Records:
::::::::::
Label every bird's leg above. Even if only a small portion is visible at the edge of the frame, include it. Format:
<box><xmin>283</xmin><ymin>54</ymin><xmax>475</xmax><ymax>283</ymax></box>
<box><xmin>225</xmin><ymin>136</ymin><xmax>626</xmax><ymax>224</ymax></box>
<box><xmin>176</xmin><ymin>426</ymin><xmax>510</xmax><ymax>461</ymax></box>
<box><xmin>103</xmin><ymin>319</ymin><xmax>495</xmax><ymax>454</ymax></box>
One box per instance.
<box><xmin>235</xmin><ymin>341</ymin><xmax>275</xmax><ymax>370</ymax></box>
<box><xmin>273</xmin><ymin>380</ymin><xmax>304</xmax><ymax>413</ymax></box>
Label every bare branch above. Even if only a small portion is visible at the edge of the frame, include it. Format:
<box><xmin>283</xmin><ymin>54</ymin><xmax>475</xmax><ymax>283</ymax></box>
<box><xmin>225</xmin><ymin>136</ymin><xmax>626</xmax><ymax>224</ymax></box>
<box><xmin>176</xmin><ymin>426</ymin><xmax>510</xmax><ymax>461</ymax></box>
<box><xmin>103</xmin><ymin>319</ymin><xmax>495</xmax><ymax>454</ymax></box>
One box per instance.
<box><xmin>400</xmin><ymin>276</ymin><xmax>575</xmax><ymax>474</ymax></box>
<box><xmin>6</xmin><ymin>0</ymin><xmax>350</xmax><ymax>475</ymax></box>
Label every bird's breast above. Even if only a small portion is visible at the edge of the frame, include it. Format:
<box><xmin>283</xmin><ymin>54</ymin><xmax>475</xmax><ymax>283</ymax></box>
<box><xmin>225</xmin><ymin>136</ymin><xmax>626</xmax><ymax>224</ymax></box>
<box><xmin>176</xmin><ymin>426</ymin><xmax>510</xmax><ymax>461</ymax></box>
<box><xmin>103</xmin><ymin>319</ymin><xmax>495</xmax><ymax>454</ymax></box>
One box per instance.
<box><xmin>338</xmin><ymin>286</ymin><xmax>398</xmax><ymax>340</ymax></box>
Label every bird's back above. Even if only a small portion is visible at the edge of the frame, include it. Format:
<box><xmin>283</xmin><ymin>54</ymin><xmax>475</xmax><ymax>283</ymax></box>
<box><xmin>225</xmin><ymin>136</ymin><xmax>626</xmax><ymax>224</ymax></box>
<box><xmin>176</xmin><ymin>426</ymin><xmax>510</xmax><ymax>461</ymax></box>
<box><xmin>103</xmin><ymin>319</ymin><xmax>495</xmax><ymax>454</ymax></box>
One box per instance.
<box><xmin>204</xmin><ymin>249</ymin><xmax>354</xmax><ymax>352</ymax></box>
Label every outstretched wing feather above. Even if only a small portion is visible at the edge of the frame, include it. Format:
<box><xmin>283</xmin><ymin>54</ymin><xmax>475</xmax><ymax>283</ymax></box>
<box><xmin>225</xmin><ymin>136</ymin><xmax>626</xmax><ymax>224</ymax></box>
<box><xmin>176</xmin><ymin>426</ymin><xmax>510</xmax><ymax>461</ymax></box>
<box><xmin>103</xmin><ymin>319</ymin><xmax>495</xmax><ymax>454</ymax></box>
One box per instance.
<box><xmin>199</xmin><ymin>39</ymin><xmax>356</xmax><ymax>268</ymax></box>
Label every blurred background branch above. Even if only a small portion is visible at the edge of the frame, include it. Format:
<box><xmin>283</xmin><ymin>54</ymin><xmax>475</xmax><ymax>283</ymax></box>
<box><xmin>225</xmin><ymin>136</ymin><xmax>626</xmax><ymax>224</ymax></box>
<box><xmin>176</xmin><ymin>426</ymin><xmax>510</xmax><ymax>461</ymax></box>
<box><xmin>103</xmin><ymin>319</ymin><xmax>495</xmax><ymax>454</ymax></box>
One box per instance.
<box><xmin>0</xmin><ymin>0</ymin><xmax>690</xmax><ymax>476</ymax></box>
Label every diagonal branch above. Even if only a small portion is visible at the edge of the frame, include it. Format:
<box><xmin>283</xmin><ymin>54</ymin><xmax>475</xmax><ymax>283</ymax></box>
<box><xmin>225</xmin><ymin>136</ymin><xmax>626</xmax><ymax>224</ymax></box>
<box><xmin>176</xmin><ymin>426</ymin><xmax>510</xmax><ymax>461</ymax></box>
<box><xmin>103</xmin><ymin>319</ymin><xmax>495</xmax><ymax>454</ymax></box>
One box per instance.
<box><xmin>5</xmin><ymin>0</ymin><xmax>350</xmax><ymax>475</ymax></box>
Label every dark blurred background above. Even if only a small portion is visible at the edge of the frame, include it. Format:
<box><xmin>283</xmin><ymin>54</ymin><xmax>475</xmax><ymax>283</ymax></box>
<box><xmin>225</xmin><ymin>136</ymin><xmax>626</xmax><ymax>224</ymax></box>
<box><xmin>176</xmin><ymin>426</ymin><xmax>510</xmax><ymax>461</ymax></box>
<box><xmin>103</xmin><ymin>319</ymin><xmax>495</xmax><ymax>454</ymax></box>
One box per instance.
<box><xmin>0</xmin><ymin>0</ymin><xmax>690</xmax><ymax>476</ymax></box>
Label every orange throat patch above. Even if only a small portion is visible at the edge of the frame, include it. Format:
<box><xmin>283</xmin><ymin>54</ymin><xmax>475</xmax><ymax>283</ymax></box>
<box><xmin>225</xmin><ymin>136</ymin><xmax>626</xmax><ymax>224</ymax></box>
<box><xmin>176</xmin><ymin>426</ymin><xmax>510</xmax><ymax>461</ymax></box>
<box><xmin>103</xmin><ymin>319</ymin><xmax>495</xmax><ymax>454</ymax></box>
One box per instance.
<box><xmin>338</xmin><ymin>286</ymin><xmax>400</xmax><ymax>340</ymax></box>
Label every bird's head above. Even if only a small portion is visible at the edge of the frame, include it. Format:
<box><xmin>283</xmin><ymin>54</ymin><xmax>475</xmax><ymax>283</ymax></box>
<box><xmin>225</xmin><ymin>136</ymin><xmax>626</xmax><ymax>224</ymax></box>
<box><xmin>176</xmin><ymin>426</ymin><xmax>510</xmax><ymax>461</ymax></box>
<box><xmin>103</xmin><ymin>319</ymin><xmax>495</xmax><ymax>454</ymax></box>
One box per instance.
::::::::::
### EXERCISE OBJECTIVE
Rewrite the items above, replacing every occurrence of "Label" with "Mark" and changing nothing else.

### FINISHED EXERCISE
Mark every bird's leg above. Even if only a small portion is visible at the edge of the frame, include it. Format:
<box><xmin>283</xmin><ymin>54</ymin><xmax>475</xmax><ymax>283</ymax></box>
<box><xmin>225</xmin><ymin>136</ymin><xmax>626</xmax><ymax>224</ymax></box>
<box><xmin>176</xmin><ymin>426</ymin><xmax>510</xmax><ymax>461</ymax></box>
<box><xmin>103</xmin><ymin>319</ymin><xmax>495</xmax><ymax>454</ymax></box>
One box per instance.
<box><xmin>235</xmin><ymin>341</ymin><xmax>275</xmax><ymax>370</ymax></box>
<box><xmin>273</xmin><ymin>380</ymin><xmax>304</xmax><ymax>413</ymax></box>
Mark every bare branch above. Even if only a small portion is visible at the edge of the frame, include it. Format:
<box><xmin>283</xmin><ymin>54</ymin><xmax>475</xmax><ymax>283</ymax></box>
<box><xmin>225</xmin><ymin>136</ymin><xmax>626</xmax><ymax>224</ymax></box>
<box><xmin>176</xmin><ymin>426</ymin><xmax>510</xmax><ymax>461</ymax></box>
<box><xmin>103</xmin><ymin>319</ymin><xmax>495</xmax><ymax>454</ymax></box>
One box per instance.
<box><xmin>400</xmin><ymin>276</ymin><xmax>575</xmax><ymax>474</ymax></box>
<box><xmin>6</xmin><ymin>0</ymin><xmax>350</xmax><ymax>475</ymax></box>
Mark every bird's breast above. Even if only a small portion is visible at the edge of the frame, include it. Format:
<box><xmin>283</xmin><ymin>54</ymin><xmax>475</xmax><ymax>283</ymax></box>
<box><xmin>225</xmin><ymin>136</ymin><xmax>626</xmax><ymax>224</ymax></box>
<box><xmin>176</xmin><ymin>426</ymin><xmax>510</xmax><ymax>461</ymax></box>
<box><xmin>103</xmin><ymin>319</ymin><xmax>495</xmax><ymax>454</ymax></box>
One box per instance.
<box><xmin>338</xmin><ymin>286</ymin><xmax>398</xmax><ymax>340</ymax></box>
Mark every bird's back above. Even if only a small portion is visible at the edge of the frame, include it. Format:
<box><xmin>283</xmin><ymin>54</ymin><xmax>475</xmax><ymax>283</ymax></box>
<box><xmin>225</xmin><ymin>136</ymin><xmax>626</xmax><ymax>224</ymax></box>
<box><xmin>176</xmin><ymin>426</ymin><xmax>510</xmax><ymax>461</ymax></box>
<box><xmin>103</xmin><ymin>319</ymin><xmax>495</xmax><ymax>454</ymax></box>
One box per instance.
<box><xmin>204</xmin><ymin>249</ymin><xmax>354</xmax><ymax>352</ymax></box>
Mark every outstretched wing feather above. Even if only a small portion is visible at the edge of the frame, include it. Format:
<box><xmin>283</xmin><ymin>54</ymin><xmax>475</xmax><ymax>283</ymax></box>
<box><xmin>225</xmin><ymin>136</ymin><xmax>626</xmax><ymax>224</ymax></box>
<box><xmin>176</xmin><ymin>426</ymin><xmax>510</xmax><ymax>461</ymax></box>
<box><xmin>103</xmin><ymin>319</ymin><xmax>495</xmax><ymax>454</ymax></box>
One box per instance.
<box><xmin>199</xmin><ymin>39</ymin><xmax>356</xmax><ymax>268</ymax></box>
Mark every blurred background branch above. Even if only a small portion is visible at the edge of the frame, include it. Format:
<box><xmin>283</xmin><ymin>54</ymin><xmax>475</xmax><ymax>283</ymax></box>
<box><xmin>225</xmin><ymin>136</ymin><xmax>626</xmax><ymax>224</ymax></box>
<box><xmin>176</xmin><ymin>426</ymin><xmax>510</xmax><ymax>461</ymax></box>
<box><xmin>103</xmin><ymin>319</ymin><xmax>495</xmax><ymax>454</ymax></box>
One box per instance.
<box><xmin>0</xmin><ymin>0</ymin><xmax>690</xmax><ymax>476</ymax></box>
Mark every diagonal branch above. Even if only a small portion is visible at the edge of the frame, include it. Format:
<box><xmin>283</xmin><ymin>54</ymin><xmax>475</xmax><ymax>283</ymax></box>
<box><xmin>225</xmin><ymin>136</ymin><xmax>626</xmax><ymax>224</ymax></box>
<box><xmin>176</xmin><ymin>426</ymin><xmax>510</xmax><ymax>461</ymax></box>
<box><xmin>103</xmin><ymin>319</ymin><xmax>495</xmax><ymax>454</ymax></box>
One box per instance.
<box><xmin>5</xmin><ymin>0</ymin><xmax>350</xmax><ymax>475</ymax></box>
Mark every dark blurred background above. Even if only a small portion is visible at the edge of the frame, include it. Format:
<box><xmin>283</xmin><ymin>54</ymin><xmax>475</xmax><ymax>283</ymax></box>
<box><xmin>225</xmin><ymin>136</ymin><xmax>626</xmax><ymax>224</ymax></box>
<box><xmin>176</xmin><ymin>426</ymin><xmax>510</xmax><ymax>461</ymax></box>
<box><xmin>103</xmin><ymin>319</ymin><xmax>495</xmax><ymax>454</ymax></box>
One box per instance.
<box><xmin>0</xmin><ymin>0</ymin><xmax>690</xmax><ymax>476</ymax></box>
Mark every orange throat patch above. Even if only a small portion is visible at the edge of the frame, include it. Format:
<box><xmin>283</xmin><ymin>54</ymin><xmax>475</xmax><ymax>283</ymax></box>
<box><xmin>225</xmin><ymin>136</ymin><xmax>626</xmax><ymax>224</ymax></box>
<box><xmin>176</xmin><ymin>426</ymin><xmax>510</xmax><ymax>461</ymax></box>
<box><xmin>103</xmin><ymin>319</ymin><xmax>495</xmax><ymax>454</ymax></box>
One box per instance.
<box><xmin>338</xmin><ymin>286</ymin><xmax>400</xmax><ymax>340</ymax></box>
Mark every bird's head above. Even if only a small portion is visible at the edge of the frame, include it. Format:
<box><xmin>283</xmin><ymin>54</ymin><xmax>475</xmax><ymax>283</ymax></box>
<box><xmin>225</xmin><ymin>136</ymin><xmax>626</xmax><ymax>224</ymax></box>
<box><xmin>176</xmin><ymin>426</ymin><xmax>510</xmax><ymax>461</ymax></box>
<box><xmin>103</xmin><ymin>319</ymin><xmax>495</xmax><ymax>454</ymax></box>
One box per instance.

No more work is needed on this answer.